PROBLEM TO SOLVE:
Could you restate word for word every line from the one containing "is: rocky outcrop." to the end of the records, and nothing else?

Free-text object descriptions
☆ ☆ ☆

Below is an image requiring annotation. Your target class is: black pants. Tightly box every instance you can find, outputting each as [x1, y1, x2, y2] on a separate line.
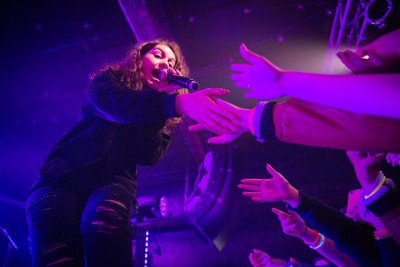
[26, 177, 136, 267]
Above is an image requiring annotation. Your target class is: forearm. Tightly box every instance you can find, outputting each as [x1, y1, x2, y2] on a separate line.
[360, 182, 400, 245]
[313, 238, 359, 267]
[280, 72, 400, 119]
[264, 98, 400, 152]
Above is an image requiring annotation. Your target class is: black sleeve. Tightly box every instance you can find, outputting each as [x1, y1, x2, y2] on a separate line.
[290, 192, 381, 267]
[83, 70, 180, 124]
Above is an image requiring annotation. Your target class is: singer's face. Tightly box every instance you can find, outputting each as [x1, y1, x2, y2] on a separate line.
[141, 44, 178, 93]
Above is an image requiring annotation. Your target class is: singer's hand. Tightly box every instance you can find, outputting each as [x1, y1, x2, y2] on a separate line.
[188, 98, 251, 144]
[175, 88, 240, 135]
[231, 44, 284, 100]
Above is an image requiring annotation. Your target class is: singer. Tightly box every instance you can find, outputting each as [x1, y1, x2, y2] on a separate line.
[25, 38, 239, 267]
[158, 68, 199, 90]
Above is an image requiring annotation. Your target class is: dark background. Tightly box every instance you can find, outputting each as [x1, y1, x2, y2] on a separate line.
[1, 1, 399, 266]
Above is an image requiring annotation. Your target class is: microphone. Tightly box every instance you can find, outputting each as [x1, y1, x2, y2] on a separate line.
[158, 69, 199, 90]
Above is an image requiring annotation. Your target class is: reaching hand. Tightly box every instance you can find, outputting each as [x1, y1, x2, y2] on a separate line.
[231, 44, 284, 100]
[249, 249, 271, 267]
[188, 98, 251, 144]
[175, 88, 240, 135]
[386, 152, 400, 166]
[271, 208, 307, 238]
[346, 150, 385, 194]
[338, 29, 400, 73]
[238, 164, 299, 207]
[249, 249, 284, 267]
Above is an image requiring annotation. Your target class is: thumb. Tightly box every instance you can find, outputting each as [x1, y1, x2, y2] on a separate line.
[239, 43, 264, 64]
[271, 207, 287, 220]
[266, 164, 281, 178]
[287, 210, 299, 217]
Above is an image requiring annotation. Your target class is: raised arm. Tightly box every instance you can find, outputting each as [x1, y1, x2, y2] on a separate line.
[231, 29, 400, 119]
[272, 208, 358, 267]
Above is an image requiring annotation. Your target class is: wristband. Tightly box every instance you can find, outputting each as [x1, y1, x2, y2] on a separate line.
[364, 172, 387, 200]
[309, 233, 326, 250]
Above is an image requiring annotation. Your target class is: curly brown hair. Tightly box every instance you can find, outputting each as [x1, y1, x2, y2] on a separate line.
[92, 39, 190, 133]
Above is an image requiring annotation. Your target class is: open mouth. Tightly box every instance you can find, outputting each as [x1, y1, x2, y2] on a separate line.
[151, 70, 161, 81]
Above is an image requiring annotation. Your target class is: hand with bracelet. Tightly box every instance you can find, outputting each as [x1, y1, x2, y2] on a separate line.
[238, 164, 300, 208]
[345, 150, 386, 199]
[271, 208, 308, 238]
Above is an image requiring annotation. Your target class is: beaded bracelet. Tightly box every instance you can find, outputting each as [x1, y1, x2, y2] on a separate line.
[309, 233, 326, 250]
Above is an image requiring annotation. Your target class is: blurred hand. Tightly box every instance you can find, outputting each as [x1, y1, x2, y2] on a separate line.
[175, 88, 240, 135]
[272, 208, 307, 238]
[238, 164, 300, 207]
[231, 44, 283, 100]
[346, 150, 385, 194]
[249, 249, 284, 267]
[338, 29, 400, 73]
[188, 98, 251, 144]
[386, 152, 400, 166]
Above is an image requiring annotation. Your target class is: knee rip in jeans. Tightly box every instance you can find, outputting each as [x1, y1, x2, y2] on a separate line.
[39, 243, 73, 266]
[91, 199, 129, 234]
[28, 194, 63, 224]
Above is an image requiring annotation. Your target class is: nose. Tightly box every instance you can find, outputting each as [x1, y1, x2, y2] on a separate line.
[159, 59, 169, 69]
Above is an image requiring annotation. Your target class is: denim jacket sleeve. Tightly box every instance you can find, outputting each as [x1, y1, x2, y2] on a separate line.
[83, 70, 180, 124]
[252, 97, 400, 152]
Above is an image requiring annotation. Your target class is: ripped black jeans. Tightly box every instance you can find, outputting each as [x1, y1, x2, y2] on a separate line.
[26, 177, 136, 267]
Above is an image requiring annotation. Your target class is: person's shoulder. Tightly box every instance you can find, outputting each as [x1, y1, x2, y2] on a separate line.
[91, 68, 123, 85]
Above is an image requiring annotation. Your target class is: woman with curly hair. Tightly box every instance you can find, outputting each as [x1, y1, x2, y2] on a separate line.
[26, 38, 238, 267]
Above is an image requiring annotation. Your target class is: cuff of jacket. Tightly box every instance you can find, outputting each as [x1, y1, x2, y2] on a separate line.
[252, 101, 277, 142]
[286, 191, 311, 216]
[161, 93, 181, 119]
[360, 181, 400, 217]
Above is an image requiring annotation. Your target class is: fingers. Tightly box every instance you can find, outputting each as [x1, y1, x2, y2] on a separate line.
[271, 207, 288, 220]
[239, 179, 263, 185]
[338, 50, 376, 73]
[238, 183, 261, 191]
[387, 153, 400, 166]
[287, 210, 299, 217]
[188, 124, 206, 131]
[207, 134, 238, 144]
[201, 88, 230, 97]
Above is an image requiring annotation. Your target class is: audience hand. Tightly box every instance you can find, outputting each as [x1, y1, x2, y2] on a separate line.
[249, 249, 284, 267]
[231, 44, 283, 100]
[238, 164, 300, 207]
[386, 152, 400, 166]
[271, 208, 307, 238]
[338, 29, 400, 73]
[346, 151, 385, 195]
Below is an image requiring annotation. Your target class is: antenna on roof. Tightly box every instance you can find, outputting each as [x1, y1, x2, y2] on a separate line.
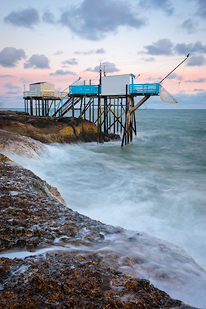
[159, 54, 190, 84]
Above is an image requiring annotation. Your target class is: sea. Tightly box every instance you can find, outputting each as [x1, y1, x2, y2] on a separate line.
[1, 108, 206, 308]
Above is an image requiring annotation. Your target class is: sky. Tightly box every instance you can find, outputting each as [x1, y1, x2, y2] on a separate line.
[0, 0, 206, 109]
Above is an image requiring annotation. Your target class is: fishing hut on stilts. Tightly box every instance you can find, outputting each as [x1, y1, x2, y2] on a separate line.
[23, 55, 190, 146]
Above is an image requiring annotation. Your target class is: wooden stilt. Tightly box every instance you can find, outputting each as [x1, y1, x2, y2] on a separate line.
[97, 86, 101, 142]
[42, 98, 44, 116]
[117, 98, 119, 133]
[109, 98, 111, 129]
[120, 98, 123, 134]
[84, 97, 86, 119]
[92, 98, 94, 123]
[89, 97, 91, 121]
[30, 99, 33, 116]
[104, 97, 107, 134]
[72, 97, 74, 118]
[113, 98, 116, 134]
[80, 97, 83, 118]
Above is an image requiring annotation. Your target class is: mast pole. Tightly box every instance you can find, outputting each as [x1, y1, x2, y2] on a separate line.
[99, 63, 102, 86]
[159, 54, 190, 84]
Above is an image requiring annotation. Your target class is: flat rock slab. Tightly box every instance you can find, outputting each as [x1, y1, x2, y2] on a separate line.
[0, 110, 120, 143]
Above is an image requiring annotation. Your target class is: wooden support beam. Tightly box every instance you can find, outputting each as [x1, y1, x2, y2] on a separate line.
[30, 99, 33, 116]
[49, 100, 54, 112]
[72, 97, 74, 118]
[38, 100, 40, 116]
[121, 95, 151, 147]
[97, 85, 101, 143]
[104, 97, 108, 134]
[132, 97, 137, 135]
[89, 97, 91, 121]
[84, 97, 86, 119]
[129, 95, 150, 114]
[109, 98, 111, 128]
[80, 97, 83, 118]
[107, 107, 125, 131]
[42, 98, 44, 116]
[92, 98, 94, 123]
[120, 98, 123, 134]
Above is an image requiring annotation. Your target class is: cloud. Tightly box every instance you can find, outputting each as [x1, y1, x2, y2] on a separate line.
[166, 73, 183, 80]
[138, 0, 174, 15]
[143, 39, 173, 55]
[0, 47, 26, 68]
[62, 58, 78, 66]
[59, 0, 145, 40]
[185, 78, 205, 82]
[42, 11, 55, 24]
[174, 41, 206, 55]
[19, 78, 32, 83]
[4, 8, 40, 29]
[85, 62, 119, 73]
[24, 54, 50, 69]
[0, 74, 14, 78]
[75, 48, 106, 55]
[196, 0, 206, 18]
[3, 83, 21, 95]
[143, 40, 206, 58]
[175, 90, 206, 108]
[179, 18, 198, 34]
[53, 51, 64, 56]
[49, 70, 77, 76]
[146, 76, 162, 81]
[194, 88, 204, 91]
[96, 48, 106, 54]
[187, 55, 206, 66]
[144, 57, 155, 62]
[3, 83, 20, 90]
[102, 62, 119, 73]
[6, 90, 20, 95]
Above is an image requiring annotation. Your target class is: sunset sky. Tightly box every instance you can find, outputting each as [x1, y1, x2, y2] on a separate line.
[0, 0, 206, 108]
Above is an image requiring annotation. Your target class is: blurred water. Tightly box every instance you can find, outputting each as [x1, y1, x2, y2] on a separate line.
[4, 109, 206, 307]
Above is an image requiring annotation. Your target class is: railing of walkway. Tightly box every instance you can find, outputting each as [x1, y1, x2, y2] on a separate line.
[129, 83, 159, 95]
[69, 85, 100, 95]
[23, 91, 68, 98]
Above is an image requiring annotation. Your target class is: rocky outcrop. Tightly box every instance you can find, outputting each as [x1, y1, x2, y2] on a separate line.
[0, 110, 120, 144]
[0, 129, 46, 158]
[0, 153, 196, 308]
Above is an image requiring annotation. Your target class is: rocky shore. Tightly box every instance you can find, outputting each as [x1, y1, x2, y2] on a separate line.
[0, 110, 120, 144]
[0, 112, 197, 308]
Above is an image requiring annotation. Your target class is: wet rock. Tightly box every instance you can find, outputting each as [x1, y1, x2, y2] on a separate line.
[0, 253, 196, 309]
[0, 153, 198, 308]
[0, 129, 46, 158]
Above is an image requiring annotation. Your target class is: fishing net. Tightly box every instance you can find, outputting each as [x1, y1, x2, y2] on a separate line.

☆ ☆ ☆

RESULT BELOW:
Above is an image requiring annotation. Your target class is: rocky outcrop. Tightly box every instance you can find, outputting each as [x1, y1, x2, y2] on a separate line.
[0, 110, 120, 144]
[0, 129, 46, 158]
[0, 153, 196, 308]
Above is an image requiring annotation. Your target class is: rocky shore. Tightly box every instance you can find, outputting each as [x1, y1, x2, y2] on a separate line.
[0, 110, 120, 144]
[0, 112, 197, 308]
Above is an image requiring annotation. Your target class is: wet rock. Tightly box every instance you can find, outputting each as [x1, y1, x2, y2] on a separate line.
[0, 253, 196, 309]
[0, 153, 198, 308]
[0, 129, 46, 158]
Above is an image requiring annotation. Your target class is: fishing net. Tightly box every instance you can find, outputting each as [x1, y1, x2, y2] on a separate line.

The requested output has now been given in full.